> **Problems to work on**
1 - In the thread about the HeidiSQL import crash, what does the line number 4688 in the error message refer to?
2 - Resume the thread about the HeidiSQL import crash from its final post.

> **Passage**
100% crash on SQL file load.

Icos's profile image Icos posted 11 years ago in Import/Export Permalink
I have a SQL file created by HeidiSQL 8.0.0.4466 and i'm trying to import this dump back to HeidiSQL 8.0.0.4466. File is bigger then 5mb, so HeidiSQL asks if i want to load it in editor or just run it without loading.

If i load it, dump imports just fine. If i try to run it without loading HeidiSQL gives 100% crash with syntax error.

The file is in utf-8 encoding with Russian symbols.

Here is the link to dump and bugreport:
http://rghost.ru/47655433
ansgar's profile image ansgar posted 11 years ago Permalink
Your dump has an SQL error in it. The callstack stops at that error:

exception message : SQL Error (1064): You have an error in your SQL syntax; check the manual that corresponds to your MySQL server version for the right syntax to use near ''STR_BOW_N' at line 4688.


I should somehow handle SQL errors with a popup dialog. However, you now know what's happening.
Icos's profile image Icos posted 11 years ago Permalink
Well, then HeidiSQL 8.0.0.4466 makes those bad dumps. I didn't touched it myself. Just made a dump and them tried to load it in another table.

Also, if there is an error then HeidiSQL 8.0.0.4466 should point on it when i load dump in the editor and then try to run it, but it doesn't.
ansgar's profile image ansgar posted 11 years ago Permalink
Can you please find the whole query around that ''STR_BOW_N', so I can probably find out what's exactly causing the error.
Icos's profile image Icos posted 11 years ago Permalink
Well there are a lot of such strings in the dump. For example:
(700859, 'STR_BOW_N_C_10A', 'Лук стражника'),

However there are no STR_BOW_N strings at line 4688 at all:
4687: (704670, 'STR_ITEM_R_CO_Q5514', 'Рецепт: Филе моллита'),
4688: (704671, 'STR_ITEM_R_CO_Q5515', 'Рецепт: Толченая капуста в кляре'),
4689: (704672, 'STR_ITEM_R_CO_Q5516', 'Рецепт: Пряная ножка руфента'),
ansgar's profile image ansgar posted 11 years ago Permalink
Do not look at line 4688 in the *file*. 4688 is the line number in *one* query, which is at least 4688 lines long.

(Pointing dataset records)
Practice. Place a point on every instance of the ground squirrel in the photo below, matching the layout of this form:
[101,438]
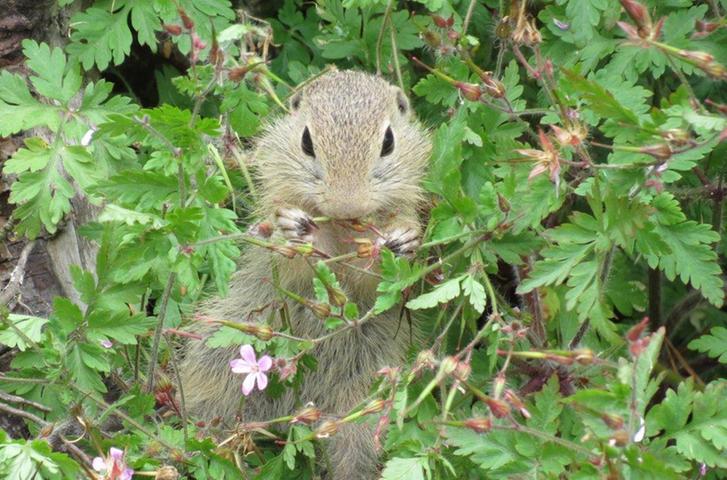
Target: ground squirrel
[349,148]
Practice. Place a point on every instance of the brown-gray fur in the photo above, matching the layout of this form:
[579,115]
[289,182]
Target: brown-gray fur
[347,114]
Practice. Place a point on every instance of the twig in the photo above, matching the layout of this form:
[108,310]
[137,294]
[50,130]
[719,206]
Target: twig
[655,296]
[380,38]
[395,57]
[468,17]
[17,275]
[158,332]
[178,377]
[6,397]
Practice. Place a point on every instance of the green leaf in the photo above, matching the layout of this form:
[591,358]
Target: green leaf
[31,328]
[100,37]
[600,100]
[119,327]
[691,258]
[19,110]
[442,293]
[405,469]
[54,78]
[714,344]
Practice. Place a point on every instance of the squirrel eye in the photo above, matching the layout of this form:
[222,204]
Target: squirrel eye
[306,144]
[388,145]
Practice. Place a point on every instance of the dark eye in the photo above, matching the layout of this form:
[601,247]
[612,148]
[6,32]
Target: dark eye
[306,144]
[388,145]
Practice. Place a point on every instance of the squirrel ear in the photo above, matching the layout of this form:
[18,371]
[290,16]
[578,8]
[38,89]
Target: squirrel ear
[402,102]
[295,101]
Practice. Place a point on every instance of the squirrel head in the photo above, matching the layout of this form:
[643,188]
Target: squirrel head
[349,148]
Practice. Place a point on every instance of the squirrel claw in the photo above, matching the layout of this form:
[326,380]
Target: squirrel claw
[402,241]
[295,224]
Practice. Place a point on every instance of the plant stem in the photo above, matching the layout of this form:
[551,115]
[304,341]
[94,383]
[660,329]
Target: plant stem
[380,38]
[158,332]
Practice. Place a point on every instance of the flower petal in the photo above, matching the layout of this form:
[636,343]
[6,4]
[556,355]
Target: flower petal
[99,464]
[265,363]
[239,365]
[248,353]
[248,384]
[116,454]
[262,381]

> **Answers for the tasks**
1 - It is a line number within one query that is at least 4688 lines long, not a line in the file.

2 -
Icos's profile image Icos posted 11 years ago Permalink
Ok, here are those lines:

4687: (749284, 'STR_BOW_N_L1_A_53A', 'Лук падения'),
4688: (749285, 'STR_BOW_N_L1_A_53B', 'Лук падения'),
4689: (749286, 'STR_BOW_N_L1_A_53C', 'Лук падения'),
4690: (749287, 'STR_BOW_N_C2_P_55A', 'Гардениевый лук'),
4691: (749288, 'STR_BOW_N_R1_P_55A', 'Сияющий гардениевый лук'),
4692: (749289, 'STR_BOW_N_R2_P_55A', 'Гардениевый лук подмастерья'),

Nothing unusual.
Icos's profile image Icos posted 11 years ago Permalink
One more test. I've deleted all previous insert statement. That truncated sql file's length to 9.9Mb (from 14.4Mb) and dump was imported correctly.

I think the problem lies in the dump's length.
ansgar's profile image ansgar posted 11 years ago Permalink
Did you select "UTF-8" encoding in the "open file" dialog? Probably you have left it to "Auto detect", and it detected the wrong encoding?
Icos's profile image Icos posted 11 years ago Permalink
Tried both auto and utf-8. Same result: crashes.

Why don't you try to import my dump into some test db? You'll see it yourself.
ansgar's profile image ansgar posted 11 years ago Permalink
Yes, I can reproduce that error, and I am trying to find the cause of it.
ansgar's profile image ansgar posted 11 years ago Permalink
HeidiSQL cuts the query at a wrong position:

4687: (749284, 'STR_BOW_N_L1_A_53A', 'Лук падения'),
4688: (749285, 'STR_BOW_N

It should be cut at the semicolon.
ansgar's profile image ansgar posted 11 years ago Permalink
I located the problem in my file reader method. Only the very first chunk of 5M is read correctly. Later reads always return an empty string.
Icos's profile image Icos posted 11 years ago Permalink
Glad to hear, that you've found the source of the problem.
Waiting for a fixed version. smile
ansgar's profile image ansgar posted 11 years ago Permalink
Bad news. My file reader method works on 4 other UTF8 files I just tested. Just your file with russion characters seemt to break it.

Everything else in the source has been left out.